* BEGIN *

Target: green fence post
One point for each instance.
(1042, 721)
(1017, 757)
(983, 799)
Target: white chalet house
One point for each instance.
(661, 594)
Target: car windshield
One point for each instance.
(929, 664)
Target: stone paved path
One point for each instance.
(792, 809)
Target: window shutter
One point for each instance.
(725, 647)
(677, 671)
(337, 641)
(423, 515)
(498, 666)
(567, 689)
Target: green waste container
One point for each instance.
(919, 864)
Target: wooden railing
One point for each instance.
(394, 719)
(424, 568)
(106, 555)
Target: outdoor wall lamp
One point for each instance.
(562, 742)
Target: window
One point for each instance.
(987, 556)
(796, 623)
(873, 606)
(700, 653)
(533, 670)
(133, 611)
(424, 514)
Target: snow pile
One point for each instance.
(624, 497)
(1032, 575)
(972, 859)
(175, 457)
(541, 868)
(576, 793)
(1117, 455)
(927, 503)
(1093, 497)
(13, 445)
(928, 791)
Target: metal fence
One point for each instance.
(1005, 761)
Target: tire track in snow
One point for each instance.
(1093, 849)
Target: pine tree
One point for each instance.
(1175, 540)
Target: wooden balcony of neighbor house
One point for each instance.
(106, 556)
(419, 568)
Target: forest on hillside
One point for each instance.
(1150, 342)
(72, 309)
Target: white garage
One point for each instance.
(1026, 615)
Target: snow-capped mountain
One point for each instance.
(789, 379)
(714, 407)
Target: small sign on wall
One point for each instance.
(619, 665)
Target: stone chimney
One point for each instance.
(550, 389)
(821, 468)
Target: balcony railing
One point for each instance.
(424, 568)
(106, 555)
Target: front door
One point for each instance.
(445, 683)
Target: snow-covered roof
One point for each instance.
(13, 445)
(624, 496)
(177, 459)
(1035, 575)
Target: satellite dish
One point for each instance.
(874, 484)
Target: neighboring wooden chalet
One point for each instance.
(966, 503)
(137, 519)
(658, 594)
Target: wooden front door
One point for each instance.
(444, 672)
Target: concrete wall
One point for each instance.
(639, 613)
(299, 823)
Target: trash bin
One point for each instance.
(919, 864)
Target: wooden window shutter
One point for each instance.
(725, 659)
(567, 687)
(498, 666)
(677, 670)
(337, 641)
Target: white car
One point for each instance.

* END *

Render every line of the records above as a Markdown table with the columns No. and Line, numbering the rows in order and leaving out blank lines.

- Response for this exercise
| No. | Line |
|---|---|
| 1 | Target: green fence post |
| 2 | One point for each instance. |
| 3 | (1042, 721) |
| 4 | (1017, 757) |
| 5 | (983, 799) |
| 6 | Target: white chalet house |
| 7 | One point for each instance. |
| 8 | (661, 594) |
| 9 | Target: car windshield |
| 10 | One point for each instance. |
| 11 | (929, 664) |
| 12 | Target: stone paved path |
| 13 | One point for each instance. |
| 14 | (792, 809) |
| 15 | Target: window shutter |
| 16 | One point for each instance. |
| 17 | (725, 647) |
| 18 | (677, 671) |
| 19 | (337, 641) |
| 20 | (423, 515) |
| 21 | (498, 666) |
| 22 | (567, 689) |
| 23 | Target: green waste container |
| 24 | One point for each instance. |
| 25 | (919, 864) |
| 26 | Target: wooden railing |
| 27 | One point for each instance. |
| 28 | (394, 719) |
| 29 | (424, 568) |
| 30 | (106, 555) |
| 31 | Target: outdoor wall lamp |
| 32 | One point for each instance. |
| 33 | (562, 742) |
| 34 | Target: window |
| 35 | One point for each instance. |
| 36 | (987, 556) |
| 37 | (796, 623) |
| 38 | (873, 606) |
| 39 | (700, 653) |
| 40 | (533, 670) |
| 41 | (133, 611) |
| 42 | (424, 514) |
| 43 | Target: snow pile |
| 44 | One point for each instance. |
| 45 | (624, 497) |
| 46 | (1032, 575) |
| 47 | (972, 859) |
| 48 | (175, 457) |
| 49 | (541, 868) |
| 50 | (576, 793) |
| 51 | (1117, 455) |
| 52 | (927, 503) |
| 53 | (1093, 497) |
| 54 | (13, 445) |
| 55 | (928, 791) |
| 56 | Target: metal fence |
| 57 | One point for each instance. |
| 58 | (1005, 761) |
| 59 | Target: tire track in snow |
| 60 | One point for each instance. |
| 61 | (1093, 849) |
| 62 | Target: pine tree |
| 63 | One point for each instance. |
| 64 | (1175, 540) |
| 65 | Target: wooden balcony of neighbor house |
| 66 | One point for each instance. |
| 67 | (106, 556) |
| 68 | (419, 568) |
| 69 | Target: forest on hillside |
| 70 | One point for each instance. |
| 71 | (1150, 342) |
| 72 | (72, 309) |
| 73 | Target: white garage |
| 74 | One point for each instance. |
| 75 | (1026, 615) |
| 76 | Target: snow-capped mountain |
| 77 | One point for each instance. |
| 78 | (789, 379) |
| 79 | (714, 407) |
| 80 | Target: small sign on wall |
| 81 | One point for each instance. |
| 82 | (619, 665) |
| 83 | Target: stone chimney |
| 84 | One point for each instance. |
| 85 | (550, 389) |
| 86 | (821, 468) |
| 87 | Target: balcony railing |
| 88 | One point for each instance. |
| 89 | (424, 568) |
| 90 | (106, 555) |
| 91 | Target: front door |
| 92 | One point for each instance. |
| 93 | (445, 683) |
| 94 | Target: snow-covered roof |
| 95 | One point for each instance. |
| 96 | (13, 445) |
| 97 | (624, 496) |
| 98 | (177, 459) |
| 99 | (1035, 575) |
| 100 | Target: satellite dish |
| 101 | One point for each instance. |
| 102 | (874, 484) |
| 103 | Target: neighboring wooden chalet |
| 104 | One point for each instance. |
| 105 | (966, 503) |
| 106 | (137, 519) |
| 107 | (658, 594) |
| 108 | Target: wooden front door |
| 109 | One point for each instance. |
| 110 | (444, 672) |
| 111 | Target: concrete wall |
| 112 | One point for each instance. |
| 113 | (639, 613) |
| 114 | (299, 823) |
| 115 | Target: trash bin |
| 116 | One point for each instance. |
| 117 | (919, 864) |
| 118 | Target: wooden window shutter |
| 119 | One point for each instance. |
| 120 | (725, 659) |
| 121 | (567, 687) |
| 122 | (498, 666) |
| 123 | (677, 670) |
| 124 | (337, 641) |
| 125 | Target: white car |
| 126 | One point for each instance. |